[Start of TEXT EXCERPT]

Guide to Room Acoustics
Often perceived as a ‘dark art’, the subject of room acoustics can be quite daunting to anyone approaching it with little or no knowledge. Whilst it’s not untrue that the subject has some complex scientific and mathematical aspects, there are also some basic principles that can be applied in order to create a better understanding about how sound works and why you may have a problem in your particular space. We aim to use this page to demystify some aspects of acoustics – to show you some of the basic theories on acoustics and give you a bit more of an understanding on how to solve your acoustic problem. Our comprehensive acoustic treatment services can also help transform your space into one which is pleasant, comfortable and more productive.
The Benefits of Good Room Acoustics
When lots of sound is travelling to the ear from different directions and a person cannot determine the source, the result is disruption which has a massively detrimental effect on concentration. Good room acoustics ensure that noise is absorbed before it hits a person’s ear, guaranteeing that there aren’t any disruptive effects on concentration.
Effective Communication relies on good room acoustics. When a room suffers from a problem of excessive noise, the sound of the voice gets lost which results in poor speech intelligibility. Similarly, if lots of hard surfaces are causing sound to bounce around the room and cause an echo, the reflections inundate each other and make speech difficult to hear and understand. A room with good acoustics controls the noise levels so that the sound and clarity of the voice is not lost.
Noise can rise to uncontrolled levels when lots of people are talking and moving or there are too many noise sources and not enough sound-absorptive materials in a room. Good acoustics ensure that noise is absorbed at the right level to afford a comfortable environment in which to work, relax or listen. A feeling of luxury or cosines can be a component of good acoustics.
It’s no surprise that excessive noise and poor acoustics can have a detrimental effect of productivity. Not only does it affect communication and concentration, unwarranted sound can also effect morale and make workers less productive in their roles. ‘Noise, in addition to causing nuisance and disturbance in an office environment, is a primary cause of reduction in productivity’ (Abbott, 2004). A comfortable acoustic environment is crucial to productivity and morale, particularly in working spaces.
Whether it’s a private doctor’s office, an open plan office, or a restaurant, a certain degree of confidentiality is important in most room types. When there are no sound absorptive materials in a room, privacy between room users or between adjoining rooms can be seriously compromised as there is nothing to stop voices from travelling. Good room acoustics are essential to ensuring privacy.
Proper Functioning of AV/VC equipment.

[End of TEXT EXCERPT]
[Start of AVAILABLE DATA]

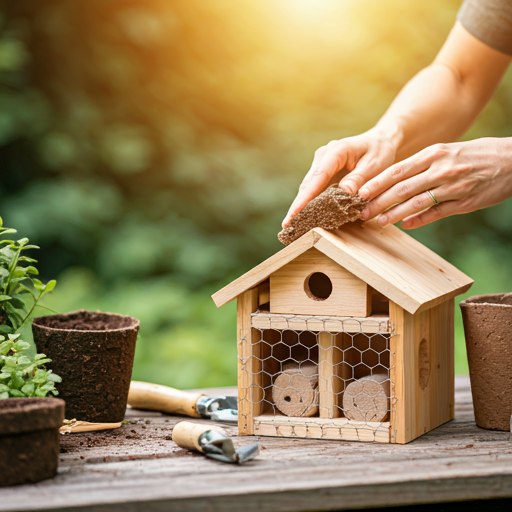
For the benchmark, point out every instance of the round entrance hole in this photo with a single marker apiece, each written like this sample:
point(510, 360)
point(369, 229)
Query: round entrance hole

[End of AVAILABLE DATA]

■ DIRECTIVE ■
Please list the room types that the room acoustics guide names as examples where a certain degree of confidentiality is important.

■ CORRECT RESULT ■
- A private doctor's office
- An open plan office
- A restaurant